── Data extract ──

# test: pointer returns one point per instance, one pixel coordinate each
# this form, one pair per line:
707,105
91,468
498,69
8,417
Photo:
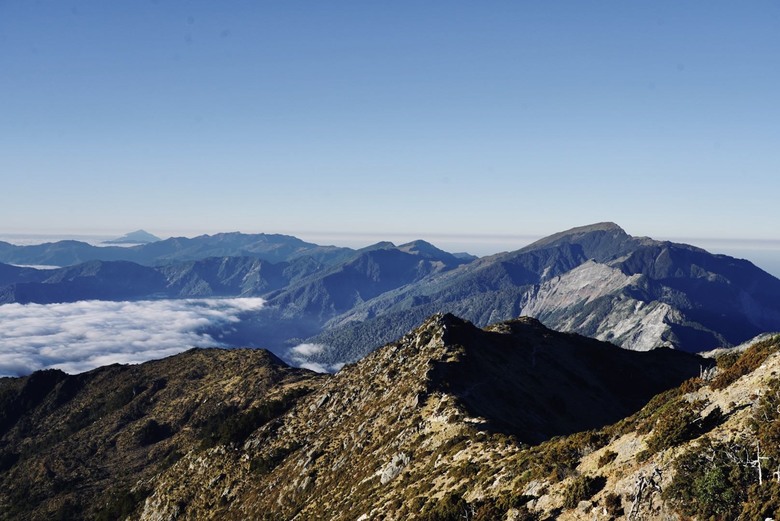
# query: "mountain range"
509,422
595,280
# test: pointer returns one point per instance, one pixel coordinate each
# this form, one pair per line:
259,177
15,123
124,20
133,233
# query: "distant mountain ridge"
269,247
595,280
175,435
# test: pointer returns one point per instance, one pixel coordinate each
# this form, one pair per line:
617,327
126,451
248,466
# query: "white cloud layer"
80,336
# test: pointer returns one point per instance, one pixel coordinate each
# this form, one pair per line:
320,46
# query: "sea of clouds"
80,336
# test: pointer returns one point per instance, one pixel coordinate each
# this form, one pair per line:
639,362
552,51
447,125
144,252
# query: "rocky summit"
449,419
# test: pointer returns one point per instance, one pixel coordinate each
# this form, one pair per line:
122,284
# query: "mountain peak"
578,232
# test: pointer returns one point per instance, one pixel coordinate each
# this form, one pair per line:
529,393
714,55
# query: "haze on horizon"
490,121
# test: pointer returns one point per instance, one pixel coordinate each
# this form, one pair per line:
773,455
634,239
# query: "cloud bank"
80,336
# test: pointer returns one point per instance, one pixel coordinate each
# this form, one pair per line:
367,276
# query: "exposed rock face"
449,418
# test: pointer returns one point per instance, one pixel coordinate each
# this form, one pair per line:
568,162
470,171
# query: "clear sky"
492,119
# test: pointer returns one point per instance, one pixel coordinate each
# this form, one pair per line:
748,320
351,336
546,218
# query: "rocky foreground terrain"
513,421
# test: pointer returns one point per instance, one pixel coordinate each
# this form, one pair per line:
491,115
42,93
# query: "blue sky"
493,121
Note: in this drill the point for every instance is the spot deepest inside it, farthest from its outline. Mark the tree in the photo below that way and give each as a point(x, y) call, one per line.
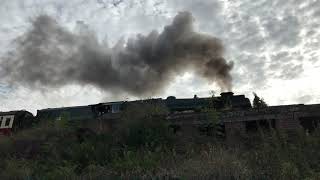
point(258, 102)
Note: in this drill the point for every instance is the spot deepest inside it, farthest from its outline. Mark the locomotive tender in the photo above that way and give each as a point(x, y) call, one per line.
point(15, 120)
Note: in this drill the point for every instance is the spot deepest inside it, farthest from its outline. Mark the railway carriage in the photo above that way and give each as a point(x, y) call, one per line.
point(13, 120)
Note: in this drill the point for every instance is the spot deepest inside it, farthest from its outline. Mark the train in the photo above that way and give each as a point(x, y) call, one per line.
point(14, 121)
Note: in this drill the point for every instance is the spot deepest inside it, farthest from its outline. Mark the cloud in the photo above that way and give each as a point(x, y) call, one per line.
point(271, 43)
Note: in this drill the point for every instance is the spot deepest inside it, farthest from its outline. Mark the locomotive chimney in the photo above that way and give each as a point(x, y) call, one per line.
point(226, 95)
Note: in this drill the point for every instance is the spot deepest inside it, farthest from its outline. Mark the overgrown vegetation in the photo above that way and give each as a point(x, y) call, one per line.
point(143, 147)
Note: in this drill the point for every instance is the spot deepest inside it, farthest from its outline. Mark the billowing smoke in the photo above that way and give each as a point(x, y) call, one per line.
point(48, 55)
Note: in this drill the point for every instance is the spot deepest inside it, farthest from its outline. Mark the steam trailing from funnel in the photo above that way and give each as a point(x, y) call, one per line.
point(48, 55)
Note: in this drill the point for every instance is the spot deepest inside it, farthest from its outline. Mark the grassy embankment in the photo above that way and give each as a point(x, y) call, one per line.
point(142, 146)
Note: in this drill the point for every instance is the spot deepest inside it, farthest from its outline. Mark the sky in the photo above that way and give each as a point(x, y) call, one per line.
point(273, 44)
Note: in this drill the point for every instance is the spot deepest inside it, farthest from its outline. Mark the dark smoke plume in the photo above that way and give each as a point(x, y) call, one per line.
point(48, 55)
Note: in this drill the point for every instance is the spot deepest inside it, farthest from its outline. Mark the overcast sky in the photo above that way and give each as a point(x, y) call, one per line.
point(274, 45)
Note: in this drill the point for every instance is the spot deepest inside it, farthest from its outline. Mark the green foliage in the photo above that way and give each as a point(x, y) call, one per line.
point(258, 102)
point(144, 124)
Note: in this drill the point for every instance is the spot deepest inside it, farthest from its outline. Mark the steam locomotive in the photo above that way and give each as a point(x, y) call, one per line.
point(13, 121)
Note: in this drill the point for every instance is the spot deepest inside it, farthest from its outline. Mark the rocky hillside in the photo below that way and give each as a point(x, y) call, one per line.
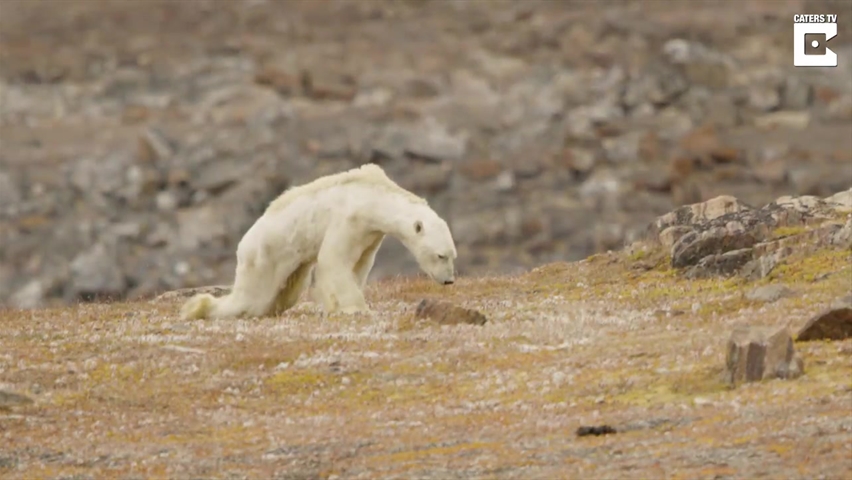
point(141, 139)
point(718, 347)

───

• _What you are asked to do_
Set down the entries above again exactly, minus any image.

• _Result of the task_
# test: pointer returns one point per instance, one pixel coordinate each
# this form, one pair per line:
707,105
91,468
498,69
8,417
Photo:
# query: "mountain range"
509,422
595,280
# test: pointer returns one point per instance, one pixel coordinate each
# this form, one pair per line:
259,177
15,123
124,20
133,233
# query: "distant mountain ridge"
269,247
595,280
175,435
# test: pointer returns one point per instance, one pixel coordinate each
# this form, one pair per line:
617,327
126,451
248,466
# query: "white cloud layer"
80,336
# test: pointer returns one point per instance, one pixel coordinate each
# this form, one pair per line:
320,46
# query: "sea of clouds"
80,336
# test: pointer returns one point per instance, one pixel coordinate each
# this form, one pair per line:
639,362
552,51
447,125
144,252
# query: "rocky summit"
449,419
# test: pointer returns one point per instance, one pixel coordinate each
# this form, one pair per line:
122,284
# query: "mountain peak"
578,232
# test: pointer returns one point per instance, one pixel coordinate each
# this form, one pair per line:
529,393
714,55
# query: "haze on horizon"
490,121
# test: pointer returns one point per instance, one pixel coordinate each
# this form, one pair per line:
773,455
634,239
# query: "cloud bank"
80,336
# test: pointer returns one point per instance, one pixel coordinate each
# this form, one pair per line:
367,276
# query: "exposed rock face"
449,418
# test: pointer returns one point per instance, one pixel coordinate each
# this form, one pair per line:
568,162
470,171
# query: "clear sky"
492,119
# test: pointer returns one point per instance, one pixel coordinate each
# this form, one pair per line:
748,320
351,336
546,218
# query: "rocky foreground terrain"
513,421
# test: pointer returns one point per instance, one pixel coordinate each
# this form, one pair per line:
491,115
42,93
# query: "blue sky"
493,121
Note: in this drill the point for every instance is the spot deepest inside it, farthest from its outline. Mark the tree in the photo below that way and give each as a point(x, y) call, one per line.
point(258, 102)
Note: in this drill the point for every instance is the spot deepest inside it, farthest from its outline. Mark the locomotive tender in the photo above that way and give each as a point(x, y) call, one per line.
point(15, 120)
Note: in this drill the point for every instance is the spot deepest inside it, farthest from its outline. Mark the railway carriage in the photo above that way and give each as a point(x, y) call, one per line.
point(13, 120)
Note: in this drill the point for every instance is the spot deepest inside it, farthest from its outline. Mark the train in the photo above that way and give each as a point(x, y) call, one per line.
point(14, 121)
Note: in this drill the point for every instance is the spot deepest inside it, farthest from its outline. Mark the cloud in the photo above that way and give each as a point(x, y) call, one per line.
point(271, 43)
Note: in this drill the point for every instance is the spot deepest inside it, farthest from its outline. Mark the locomotive chimney in the photo above that way and give each as a point(x, y) call, one per line.
point(226, 95)
Note: in this drill the point for every instance is the spot deepest inside it, farthest from its outline. Mark the overgrown vegetation in the photo above that way and give each as a point(x, y) call, one per line.
point(143, 147)
Note: in this drill the point for every instance is the spot deepest inside it, farthest from its outline. Mark the billowing smoke in the photo above that way and give each as a point(x, y) call, one per line.
point(48, 55)
Note: in this drill the point for every instance is the spot deepest inside it, farthest from its outline. Mark the steam trailing from funnel in the photo above that way and give each as a point(x, y) call, one per line.
point(48, 55)
Note: in this drill the point for every instance is the spot deepest inside it, farthest from its outline. Mark the grassy embankment in the photo above that way and give each as a point(x, y) call, one per line.
point(142, 146)
Note: in this drill the point for every instance is the spot deepest inside it, farthest from its outline. Mark the sky in the photo above that way and give each as a point(x, y) call, one per line.
point(273, 44)
Note: in this drill the point for every instance is the spot deepest inside it, farthest from its outline. Mark the dark smoke plume in the photo above that way and give each as a point(x, y) call, one per line.
point(48, 55)
Note: in this drill the point for every instance is the spot deepest inside it, farthest from its outline. Mark the overcast sky in the photo above that way and give each as a point(x, y) call, one per line.
point(274, 45)
Note: in this drill the point for every instance is the spot deepest inside it, farthest from its outline. Mark the green foliage in the photo above that way and give each as a point(x, y) call, one per line.
point(258, 102)
point(144, 124)
Note: in this drill the point for every instance is the spot deepest inside it, farthest from its outline. Mark the steam locomotive in the photo above that way and give each as a point(x, y) call, one per line.
point(13, 121)
Note: in this drill the point for every instance is the spot deepest inside it, farthest from its outline. Mark the rocky hillside in the photo below that way and give each as a point(x, y) call, one per line.
point(141, 139)
point(718, 347)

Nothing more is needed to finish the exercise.